__Consigne__:
Dans le texte sur la transformation digitale de la Banque de France, reprenez le passage allant de "Pour Hervé Gonsard, il" jusqu'à "depuis très longtemps." inclus, en renommant "âme" en "identité".

Transformation digitale et gestion du temps
Même si la Banque de France ne connaît pas de pressions commerciales, elle n’est pas hors du temps puisqu’elle a des partenaires comme les banques, les compagnies d’assurances, l’État, les particuliers, les entreprises, qui évoluent avec la révolution digitale. La Banque de France ne peut pas ne pas accompagner le mouvement, elle doit même le précéder, autant que possible. Hervé Gonsard est également revenu sur la nécessité pour la Banque de France de continuer à offrir un service public de haute qualité, qui est un élément de compétitivité, et d’être dans cette optique un leader de la révolution digitale pour maintenir son magistère vis-à-vis de ses partenaires, et en même temps continuer à donner du sens aux activités de ses agents.
En tant que DRH, la formation et le développement des compétences constituent une composante importante de la politique de ressources humaines, qui s’inscrit dans le temps long. C’est aussi un véritable levier de transformation pour rendre la Banque plus performante, plus innovante et plus agile. Face aux évolutions digitales des marchés financiers, les objectifs essentiels de notre invité est de veiller à ce que les compétences des collaborateurs correspondent aux besoins des métiers de la Banque et à ce que cette dernière demeure attractive auprès des étudiants, futurs collaborateurs.
La Banque de France entend rester attractive pour les femmes et les hommes qui y travaillent, et favoriser le développement de leurs qualifications et le maintien de leur employabilité avec notamment la création de l’Université́ Banque de France. Hervé Gonsard a insisté sur la création de deux écoles de cette université d’entreprise, celle du Digital et celle du Management, pour accompagner les salariés mais aussi les managers tout au long de cette révolution digitale.
A court terme, d’autres projets ont été mis en place pour accompagner la transformation digitale de cette institution :
– Il y a 4 ans, la Banque de France a mis en place un réseau social d’entreprise (Agora), qui compte 9500 membres sur 12 000 agents, avec une connexion régulière d’au moins 3000 membres. La nouvelle activité d’éducation financière du public, récemment apparue et qui a pour objectif de donner à tous les publics les clés de compréhension des débats économiques a pleinement tiré parti du réseau, car c’est dans l’une de ses communautés que se sont retrouvés les formateurs pour partager leurs pratiques et leurs supports d’intervention.
– En juin 2017, elle a également ouvert le « Lab », son Laboratoire d’innovation. Le « Lab » est un espace de rencontre ouvert et de travail collaboratif, il associe la Banque de France à différents porteurs de projets innovants – start-ups et Fintechs, acteurs institutionnels, grandes écoles et université – en vue d’expérimenter de nouveaux concepts et des technologies novatrices, en lien avec les activités de l’Institution. Le « Lab » est aussi un lieu d’anticipation pour préparer la Banque à l’évolution de ses métiers. Conçu comme un accélérateur d’innovations, le Lab a pour objectif d’accompagner la Banque de France dans sa transformation digitale, mais aussi de tester et développer des solutions qui s’appuient sur des technologies innovantes, telles que la blockchain (la Banque de France est la première banque centrale de l’Eurosystème à l’avoir expérimentée) et l’intelligence artificielle.
– La Banque de France offre un accès gratuit aux données statistiques. Elle souhaite développer et mieux partager l’exploitation des nombreuses données (plus de 400 millions de séries statistiques) qu’elle collecte et analyse dans le cadre de ses activités. Elle les ouvre plus largement aux utilisateurs externes, via l’Open Data Room, destinée notamment aux chercheurs.
Pour Hervé Gonsard, il est important « que la Banque de France évolue mais qu’elle ne perde pas son âme. » Il faut donc veiller à ce qu’elle reste en phase avec ses partenaires tout en gardant son attachement aux valeurs humaines et citoyennes qui sont les siennes depuis très longtemps.

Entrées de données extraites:
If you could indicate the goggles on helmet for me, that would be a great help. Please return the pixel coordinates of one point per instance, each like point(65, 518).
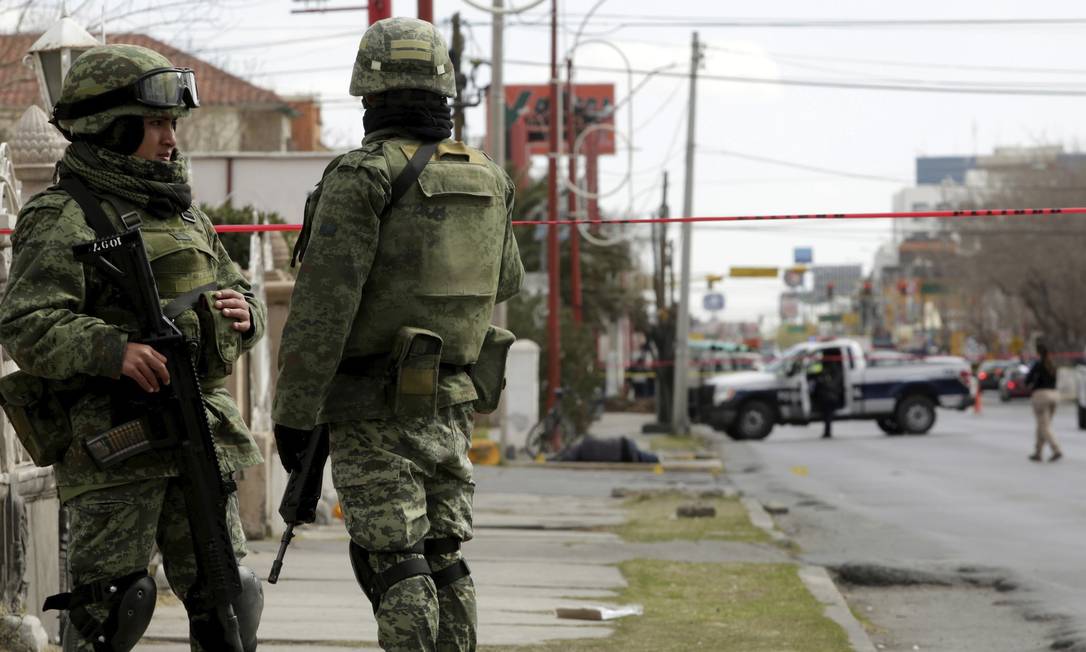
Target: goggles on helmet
point(161, 88)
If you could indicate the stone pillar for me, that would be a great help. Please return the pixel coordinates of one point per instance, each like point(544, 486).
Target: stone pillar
point(36, 147)
point(521, 392)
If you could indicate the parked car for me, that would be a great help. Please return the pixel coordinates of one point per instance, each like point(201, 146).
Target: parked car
point(899, 391)
point(992, 372)
point(1012, 385)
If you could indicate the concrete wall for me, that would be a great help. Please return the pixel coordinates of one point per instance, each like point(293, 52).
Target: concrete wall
point(269, 182)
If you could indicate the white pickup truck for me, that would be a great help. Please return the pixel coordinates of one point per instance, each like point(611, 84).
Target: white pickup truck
point(898, 391)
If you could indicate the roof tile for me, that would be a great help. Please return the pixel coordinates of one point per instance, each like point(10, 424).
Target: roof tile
point(19, 87)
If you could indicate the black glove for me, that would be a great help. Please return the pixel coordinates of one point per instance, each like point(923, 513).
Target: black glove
point(291, 443)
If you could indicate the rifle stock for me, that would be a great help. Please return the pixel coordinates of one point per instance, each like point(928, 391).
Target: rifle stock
point(303, 492)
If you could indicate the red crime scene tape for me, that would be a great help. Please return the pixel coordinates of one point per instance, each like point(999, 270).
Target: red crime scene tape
point(245, 228)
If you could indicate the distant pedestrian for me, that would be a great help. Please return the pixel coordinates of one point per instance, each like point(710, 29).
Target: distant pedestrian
point(1044, 398)
point(825, 387)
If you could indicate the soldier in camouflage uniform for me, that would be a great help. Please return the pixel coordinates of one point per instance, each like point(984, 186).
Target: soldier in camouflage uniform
point(388, 281)
point(65, 322)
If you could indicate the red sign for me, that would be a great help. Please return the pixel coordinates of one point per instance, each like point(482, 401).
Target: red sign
point(528, 113)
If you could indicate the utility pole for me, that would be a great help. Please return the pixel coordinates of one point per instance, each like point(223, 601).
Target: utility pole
point(664, 335)
point(496, 127)
point(456, 50)
point(554, 289)
point(680, 419)
point(497, 86)
point(575, 233)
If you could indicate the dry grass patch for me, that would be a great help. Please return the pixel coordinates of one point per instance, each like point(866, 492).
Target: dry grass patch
point(724, 607)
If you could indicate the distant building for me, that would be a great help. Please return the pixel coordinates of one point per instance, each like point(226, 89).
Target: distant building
point(235, 115)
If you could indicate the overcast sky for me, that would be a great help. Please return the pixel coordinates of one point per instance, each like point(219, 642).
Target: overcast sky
point(848, 132)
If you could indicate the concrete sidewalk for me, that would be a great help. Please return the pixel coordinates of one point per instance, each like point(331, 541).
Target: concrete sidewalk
point(534, 549)
point(520, 560)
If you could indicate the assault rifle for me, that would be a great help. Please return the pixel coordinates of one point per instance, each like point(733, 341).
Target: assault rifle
point(175, 422)
point(303, 492)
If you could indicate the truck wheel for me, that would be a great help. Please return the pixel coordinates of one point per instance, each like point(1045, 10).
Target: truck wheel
point(888, 425)
point(754, 422)
point(914, 414)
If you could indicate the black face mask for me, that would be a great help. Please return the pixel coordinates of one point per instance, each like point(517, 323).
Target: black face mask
point(122, 136)
point(425, 115)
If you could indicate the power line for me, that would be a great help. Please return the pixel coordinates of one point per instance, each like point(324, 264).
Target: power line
point(793, 164)
point(959, 87)
point(701, 22)
point(914, 64)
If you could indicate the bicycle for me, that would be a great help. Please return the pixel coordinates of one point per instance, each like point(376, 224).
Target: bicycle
point(554, 428)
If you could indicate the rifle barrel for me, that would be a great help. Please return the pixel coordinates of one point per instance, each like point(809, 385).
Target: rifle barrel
point(277, 564)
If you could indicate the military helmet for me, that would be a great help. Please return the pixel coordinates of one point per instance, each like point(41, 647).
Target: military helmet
point(110, 82)
point(403, 53)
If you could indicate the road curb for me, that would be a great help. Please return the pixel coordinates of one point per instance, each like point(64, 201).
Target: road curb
point(761, 519)
point(817, 580)
point(820, 585)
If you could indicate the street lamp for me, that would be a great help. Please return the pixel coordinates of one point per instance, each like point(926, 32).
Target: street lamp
point(52, 54)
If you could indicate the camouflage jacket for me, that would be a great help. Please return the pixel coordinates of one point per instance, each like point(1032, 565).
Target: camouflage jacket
point(64, 321)
point(440, 260)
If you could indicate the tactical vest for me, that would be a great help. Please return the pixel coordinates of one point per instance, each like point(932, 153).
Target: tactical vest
point(439, 254)
point(182, 259)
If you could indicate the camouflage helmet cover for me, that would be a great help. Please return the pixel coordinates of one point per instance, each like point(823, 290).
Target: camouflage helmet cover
point(104, 69)
point(403, 53)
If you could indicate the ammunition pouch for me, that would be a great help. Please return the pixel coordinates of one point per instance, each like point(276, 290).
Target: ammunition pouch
point(488, 373)
point(221, 345)
point(414, 370)
point(38, 416)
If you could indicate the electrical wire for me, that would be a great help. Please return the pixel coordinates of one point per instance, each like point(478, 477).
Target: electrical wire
point(796, 165)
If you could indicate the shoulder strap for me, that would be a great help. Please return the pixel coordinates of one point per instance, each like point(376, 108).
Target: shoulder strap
point(308, 211)
point(400, 187)
point(91, 210)
point(409, 174)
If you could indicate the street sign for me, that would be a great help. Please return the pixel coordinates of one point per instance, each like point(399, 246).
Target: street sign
point(714, 302)
point(754, 272)
point(527, 114)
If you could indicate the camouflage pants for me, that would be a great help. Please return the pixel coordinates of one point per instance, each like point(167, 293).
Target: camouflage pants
point(401, 481)
point(113, 533)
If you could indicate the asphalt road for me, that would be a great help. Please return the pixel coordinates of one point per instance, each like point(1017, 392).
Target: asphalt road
point(962, 497)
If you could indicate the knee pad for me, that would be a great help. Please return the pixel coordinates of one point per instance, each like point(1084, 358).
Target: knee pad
point(249, 605)
point(130, 600)
point(443, 577)
point(374, 584)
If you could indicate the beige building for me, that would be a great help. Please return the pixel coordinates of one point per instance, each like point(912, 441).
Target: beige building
point(235, 115)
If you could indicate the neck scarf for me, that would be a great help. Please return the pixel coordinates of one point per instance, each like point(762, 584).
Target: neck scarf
point(160, 187)
point(426, 121)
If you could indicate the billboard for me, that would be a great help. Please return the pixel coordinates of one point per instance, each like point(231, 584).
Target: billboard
point(528, 115)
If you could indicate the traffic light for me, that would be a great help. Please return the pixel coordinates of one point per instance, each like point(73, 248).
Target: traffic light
point(379, 10)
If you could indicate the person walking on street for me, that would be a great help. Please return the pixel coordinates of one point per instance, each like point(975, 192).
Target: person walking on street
point(406, 246)
point(71, 327)
point(1044, 398)
point(825, 390)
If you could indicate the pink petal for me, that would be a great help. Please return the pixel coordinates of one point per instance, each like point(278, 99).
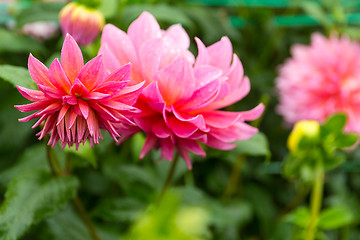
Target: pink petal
point(197, 120)
point(200, 98)
point(203, 57)
point(51, 91)
point(32, 95)
point(181, 129)
point(39, 72)
point(121, 74)
point(78, 89)
point(178, 35)
point(84, 108)
point(92, 73)
point(192, 146)
point(160, 129)
point(205, 74)
point(58, 77)
point(144, 28)
point(71, 58)
point(176, 81)
point(119, 43)
point(167, 148)
point(254, 113)
point(62, 113)
point(221, 53)
point(215, 143)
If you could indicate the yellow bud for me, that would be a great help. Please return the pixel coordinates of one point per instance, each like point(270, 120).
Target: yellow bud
point(304, 128)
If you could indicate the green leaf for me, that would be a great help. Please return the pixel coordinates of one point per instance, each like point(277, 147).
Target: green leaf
point(17, 76)
point(40, 11)
point(31, 196)
point(11, 42)
point(255, 146)
point(300, 217)
point(85, 152)
point(119, 209)
point(335, 217)
point(314, 9)
point(33, 158)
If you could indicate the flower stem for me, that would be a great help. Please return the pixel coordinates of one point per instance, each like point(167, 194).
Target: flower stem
point(316, 200)
point(57, 170)
point(85, 217)
point(169, 177)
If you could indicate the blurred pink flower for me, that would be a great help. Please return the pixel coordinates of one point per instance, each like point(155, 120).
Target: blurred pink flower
point(181, 100)
point(320, 80)
point(145, 45)
point(75, 100)
point(81, 22)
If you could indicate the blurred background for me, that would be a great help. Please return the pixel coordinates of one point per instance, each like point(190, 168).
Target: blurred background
point(230, 195)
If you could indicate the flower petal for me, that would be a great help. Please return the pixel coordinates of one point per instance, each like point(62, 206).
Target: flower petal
point(92, 73)
point(71, 58)
point(176, 81)
point(39, 72)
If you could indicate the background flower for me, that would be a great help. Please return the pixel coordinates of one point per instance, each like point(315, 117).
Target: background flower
point(320, 80)
point(81, 22)
point(75, 100)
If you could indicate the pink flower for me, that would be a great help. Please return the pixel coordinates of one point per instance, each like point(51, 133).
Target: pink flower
point(180, 104)
point(76, 101)
point(145, 45)
point(83, 23)
point(320, 80)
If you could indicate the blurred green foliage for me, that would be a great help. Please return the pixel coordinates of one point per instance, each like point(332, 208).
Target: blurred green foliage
point(230, 195)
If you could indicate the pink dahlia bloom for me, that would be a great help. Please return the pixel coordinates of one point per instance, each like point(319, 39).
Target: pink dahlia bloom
point(75, 100)
point(81, 22)
point(145, 45)
point(320, 80)
point(180, 104)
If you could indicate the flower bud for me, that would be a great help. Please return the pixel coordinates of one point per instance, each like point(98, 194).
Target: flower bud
point(81, 22)
point(304, 128)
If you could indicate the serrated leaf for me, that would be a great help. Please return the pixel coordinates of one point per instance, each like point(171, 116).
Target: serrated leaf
point(17, 76)
point(335, 217)
point(255, 146)
point(30, 197)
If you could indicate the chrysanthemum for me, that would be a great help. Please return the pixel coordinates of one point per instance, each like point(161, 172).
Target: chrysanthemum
point(320, 80)
point(75, 101)
point(145, 45)
point(180, 108)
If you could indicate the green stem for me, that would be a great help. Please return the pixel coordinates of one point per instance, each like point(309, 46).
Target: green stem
point(169, 177)
point(85, 217)
point(316, 200)
point(57, 170)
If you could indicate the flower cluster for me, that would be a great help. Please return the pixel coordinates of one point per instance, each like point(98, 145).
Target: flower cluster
point(172, 96)
point(320, 80)
point(181, 101)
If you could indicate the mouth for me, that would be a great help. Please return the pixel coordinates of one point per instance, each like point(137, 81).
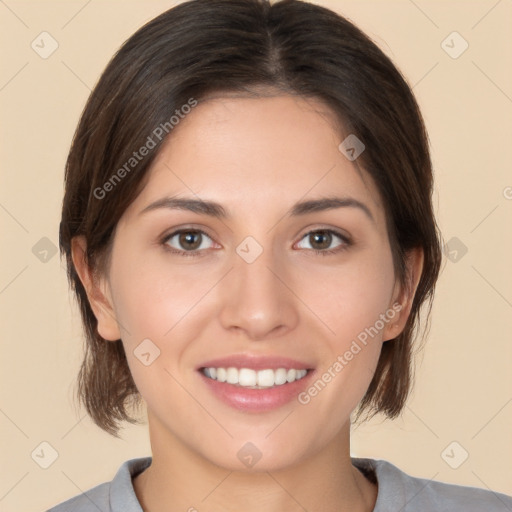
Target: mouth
point(255, 383)
point(254, 379)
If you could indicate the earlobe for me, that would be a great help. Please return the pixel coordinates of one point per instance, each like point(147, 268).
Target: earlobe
point(404, 294)
point(97, 292)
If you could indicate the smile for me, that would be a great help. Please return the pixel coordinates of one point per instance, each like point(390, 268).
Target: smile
point(254, 379)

__Réponse__:
Pour Hervé Gonsard, il est important « que la Banque de France évolue mais qu’elle ne perde pas son identité. » Il faut donc veiller à ce qu’elle reste en phase avec ses partenaires tout en gardant son attachement aux valeurs humaines et citoyennes qui sont les siennes depuis très longtemps.